--- Work to complete ---
Below are some records; find each line that carries the word "leopard" and copy it.

--- Given data ---
################

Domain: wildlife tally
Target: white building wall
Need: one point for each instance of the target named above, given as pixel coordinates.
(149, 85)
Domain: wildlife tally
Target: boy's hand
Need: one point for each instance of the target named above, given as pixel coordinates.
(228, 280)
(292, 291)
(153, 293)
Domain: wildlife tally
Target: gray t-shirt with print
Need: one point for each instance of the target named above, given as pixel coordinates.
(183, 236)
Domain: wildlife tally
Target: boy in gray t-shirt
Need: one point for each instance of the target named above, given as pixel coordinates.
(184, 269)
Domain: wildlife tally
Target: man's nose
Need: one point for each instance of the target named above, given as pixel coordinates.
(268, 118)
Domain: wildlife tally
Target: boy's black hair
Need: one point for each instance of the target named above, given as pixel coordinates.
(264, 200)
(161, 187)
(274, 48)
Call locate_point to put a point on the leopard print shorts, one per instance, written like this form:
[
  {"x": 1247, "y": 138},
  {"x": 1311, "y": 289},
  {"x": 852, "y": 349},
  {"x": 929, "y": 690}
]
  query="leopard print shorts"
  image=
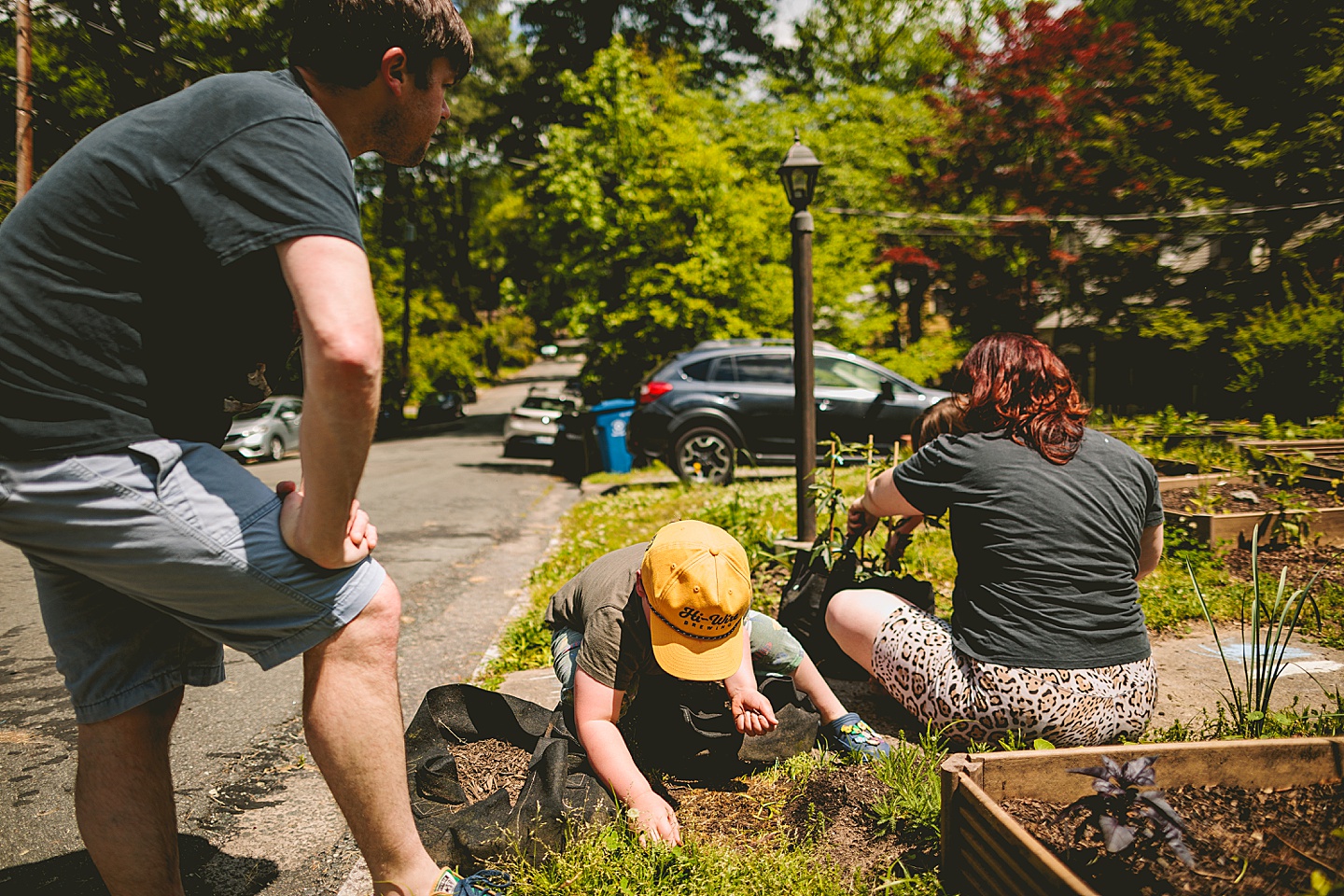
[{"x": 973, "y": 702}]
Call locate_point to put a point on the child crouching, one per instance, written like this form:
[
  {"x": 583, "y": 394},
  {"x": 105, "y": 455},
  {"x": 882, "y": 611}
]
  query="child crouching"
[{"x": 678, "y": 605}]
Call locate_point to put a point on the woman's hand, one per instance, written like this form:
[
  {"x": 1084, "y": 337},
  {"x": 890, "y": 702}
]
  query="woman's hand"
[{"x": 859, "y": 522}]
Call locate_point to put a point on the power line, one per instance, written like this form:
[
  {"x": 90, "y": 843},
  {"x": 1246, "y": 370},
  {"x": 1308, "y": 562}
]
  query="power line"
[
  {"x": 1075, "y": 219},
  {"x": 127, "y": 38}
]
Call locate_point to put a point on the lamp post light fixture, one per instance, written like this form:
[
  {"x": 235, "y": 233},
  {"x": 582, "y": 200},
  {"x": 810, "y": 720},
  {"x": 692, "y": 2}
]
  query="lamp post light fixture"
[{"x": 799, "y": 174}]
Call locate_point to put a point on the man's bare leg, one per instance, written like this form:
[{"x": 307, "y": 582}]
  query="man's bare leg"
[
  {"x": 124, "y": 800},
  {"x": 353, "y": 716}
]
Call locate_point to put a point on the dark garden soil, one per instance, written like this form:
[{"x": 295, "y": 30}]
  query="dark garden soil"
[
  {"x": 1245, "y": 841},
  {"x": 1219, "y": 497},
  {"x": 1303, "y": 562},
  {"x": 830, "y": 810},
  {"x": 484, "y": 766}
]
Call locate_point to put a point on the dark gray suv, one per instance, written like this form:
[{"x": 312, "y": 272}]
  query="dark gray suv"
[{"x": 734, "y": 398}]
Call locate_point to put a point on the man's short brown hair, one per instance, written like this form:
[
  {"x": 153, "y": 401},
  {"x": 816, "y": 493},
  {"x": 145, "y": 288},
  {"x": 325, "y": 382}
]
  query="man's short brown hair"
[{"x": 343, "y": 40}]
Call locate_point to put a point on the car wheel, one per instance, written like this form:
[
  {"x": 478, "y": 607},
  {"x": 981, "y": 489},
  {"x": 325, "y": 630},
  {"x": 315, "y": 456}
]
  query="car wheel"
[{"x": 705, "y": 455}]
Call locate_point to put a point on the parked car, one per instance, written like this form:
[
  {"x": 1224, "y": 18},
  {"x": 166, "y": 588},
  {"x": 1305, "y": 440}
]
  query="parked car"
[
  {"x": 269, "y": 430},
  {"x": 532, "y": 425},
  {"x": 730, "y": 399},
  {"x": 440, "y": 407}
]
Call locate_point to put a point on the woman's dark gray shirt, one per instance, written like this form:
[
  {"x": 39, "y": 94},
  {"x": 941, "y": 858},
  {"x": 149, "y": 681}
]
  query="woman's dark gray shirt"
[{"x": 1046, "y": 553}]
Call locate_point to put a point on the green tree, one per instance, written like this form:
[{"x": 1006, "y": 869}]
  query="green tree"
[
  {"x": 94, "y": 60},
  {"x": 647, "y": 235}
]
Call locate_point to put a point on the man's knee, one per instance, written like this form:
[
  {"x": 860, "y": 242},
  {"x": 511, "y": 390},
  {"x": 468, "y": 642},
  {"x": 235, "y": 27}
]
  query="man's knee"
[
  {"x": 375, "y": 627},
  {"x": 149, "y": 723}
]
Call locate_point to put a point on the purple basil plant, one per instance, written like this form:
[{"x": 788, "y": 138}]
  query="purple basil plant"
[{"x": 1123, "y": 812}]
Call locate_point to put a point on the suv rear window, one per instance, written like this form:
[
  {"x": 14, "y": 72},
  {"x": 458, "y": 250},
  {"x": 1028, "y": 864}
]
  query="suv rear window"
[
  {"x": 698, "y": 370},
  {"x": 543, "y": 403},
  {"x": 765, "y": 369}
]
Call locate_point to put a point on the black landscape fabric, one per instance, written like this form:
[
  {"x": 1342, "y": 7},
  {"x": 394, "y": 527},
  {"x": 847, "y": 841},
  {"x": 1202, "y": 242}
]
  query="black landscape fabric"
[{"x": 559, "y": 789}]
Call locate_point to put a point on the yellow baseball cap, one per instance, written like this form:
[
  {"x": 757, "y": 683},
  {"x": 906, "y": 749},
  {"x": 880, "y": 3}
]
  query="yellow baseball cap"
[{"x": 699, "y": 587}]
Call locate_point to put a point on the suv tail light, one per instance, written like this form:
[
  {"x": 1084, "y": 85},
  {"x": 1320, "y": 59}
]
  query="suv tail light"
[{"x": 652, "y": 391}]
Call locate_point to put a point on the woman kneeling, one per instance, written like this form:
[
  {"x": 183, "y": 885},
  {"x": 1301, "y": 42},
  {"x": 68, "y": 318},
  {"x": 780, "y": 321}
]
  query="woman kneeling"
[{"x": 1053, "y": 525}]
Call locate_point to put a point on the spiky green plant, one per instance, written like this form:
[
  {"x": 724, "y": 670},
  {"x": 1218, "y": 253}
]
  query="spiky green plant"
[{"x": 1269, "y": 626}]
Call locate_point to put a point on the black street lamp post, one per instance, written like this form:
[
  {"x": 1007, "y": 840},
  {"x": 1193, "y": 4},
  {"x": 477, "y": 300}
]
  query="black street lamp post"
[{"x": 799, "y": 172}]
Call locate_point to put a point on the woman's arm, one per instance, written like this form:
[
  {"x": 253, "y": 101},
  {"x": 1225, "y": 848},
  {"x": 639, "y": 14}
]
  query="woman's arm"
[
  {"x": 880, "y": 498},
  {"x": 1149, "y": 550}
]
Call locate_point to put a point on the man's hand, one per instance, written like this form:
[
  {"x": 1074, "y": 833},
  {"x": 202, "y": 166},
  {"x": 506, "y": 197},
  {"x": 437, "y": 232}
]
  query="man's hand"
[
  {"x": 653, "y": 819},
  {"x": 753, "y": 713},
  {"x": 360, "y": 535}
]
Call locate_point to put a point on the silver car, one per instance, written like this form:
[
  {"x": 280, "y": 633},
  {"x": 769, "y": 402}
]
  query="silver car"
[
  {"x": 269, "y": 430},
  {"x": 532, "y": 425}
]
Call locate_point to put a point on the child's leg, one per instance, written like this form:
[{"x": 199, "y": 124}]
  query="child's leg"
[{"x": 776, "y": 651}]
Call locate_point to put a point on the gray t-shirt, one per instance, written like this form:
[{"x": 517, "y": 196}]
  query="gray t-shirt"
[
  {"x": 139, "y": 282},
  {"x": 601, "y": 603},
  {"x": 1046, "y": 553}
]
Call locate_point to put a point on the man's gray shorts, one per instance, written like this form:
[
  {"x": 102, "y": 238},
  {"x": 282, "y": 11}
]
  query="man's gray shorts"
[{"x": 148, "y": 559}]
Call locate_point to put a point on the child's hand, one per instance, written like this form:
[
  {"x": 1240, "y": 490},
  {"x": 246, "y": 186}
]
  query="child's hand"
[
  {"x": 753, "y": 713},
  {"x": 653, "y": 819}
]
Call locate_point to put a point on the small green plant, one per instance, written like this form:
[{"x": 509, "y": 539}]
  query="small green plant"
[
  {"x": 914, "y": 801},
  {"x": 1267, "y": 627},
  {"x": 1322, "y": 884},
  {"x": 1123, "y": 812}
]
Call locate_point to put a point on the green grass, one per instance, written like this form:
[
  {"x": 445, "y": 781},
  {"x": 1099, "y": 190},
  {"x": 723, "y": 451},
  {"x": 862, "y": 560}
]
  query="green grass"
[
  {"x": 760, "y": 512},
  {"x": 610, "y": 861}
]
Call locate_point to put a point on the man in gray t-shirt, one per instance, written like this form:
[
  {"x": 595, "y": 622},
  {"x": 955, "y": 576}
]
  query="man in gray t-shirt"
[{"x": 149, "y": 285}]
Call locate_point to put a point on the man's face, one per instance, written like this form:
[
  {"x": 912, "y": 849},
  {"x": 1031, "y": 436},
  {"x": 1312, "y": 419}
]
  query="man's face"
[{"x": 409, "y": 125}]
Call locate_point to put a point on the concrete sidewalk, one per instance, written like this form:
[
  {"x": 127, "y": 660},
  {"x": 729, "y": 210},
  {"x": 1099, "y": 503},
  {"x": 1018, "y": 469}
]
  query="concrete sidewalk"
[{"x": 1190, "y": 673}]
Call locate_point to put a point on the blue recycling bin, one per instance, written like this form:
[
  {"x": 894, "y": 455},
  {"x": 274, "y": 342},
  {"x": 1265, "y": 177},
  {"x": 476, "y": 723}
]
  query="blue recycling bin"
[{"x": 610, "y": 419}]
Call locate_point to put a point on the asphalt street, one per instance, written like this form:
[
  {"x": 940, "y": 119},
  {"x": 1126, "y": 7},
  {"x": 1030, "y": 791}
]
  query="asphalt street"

################

--- Answer box ---
Call locate_point to put a point on the leopard print shorts, one per instance, written like this form:
  query="leopard print shorts"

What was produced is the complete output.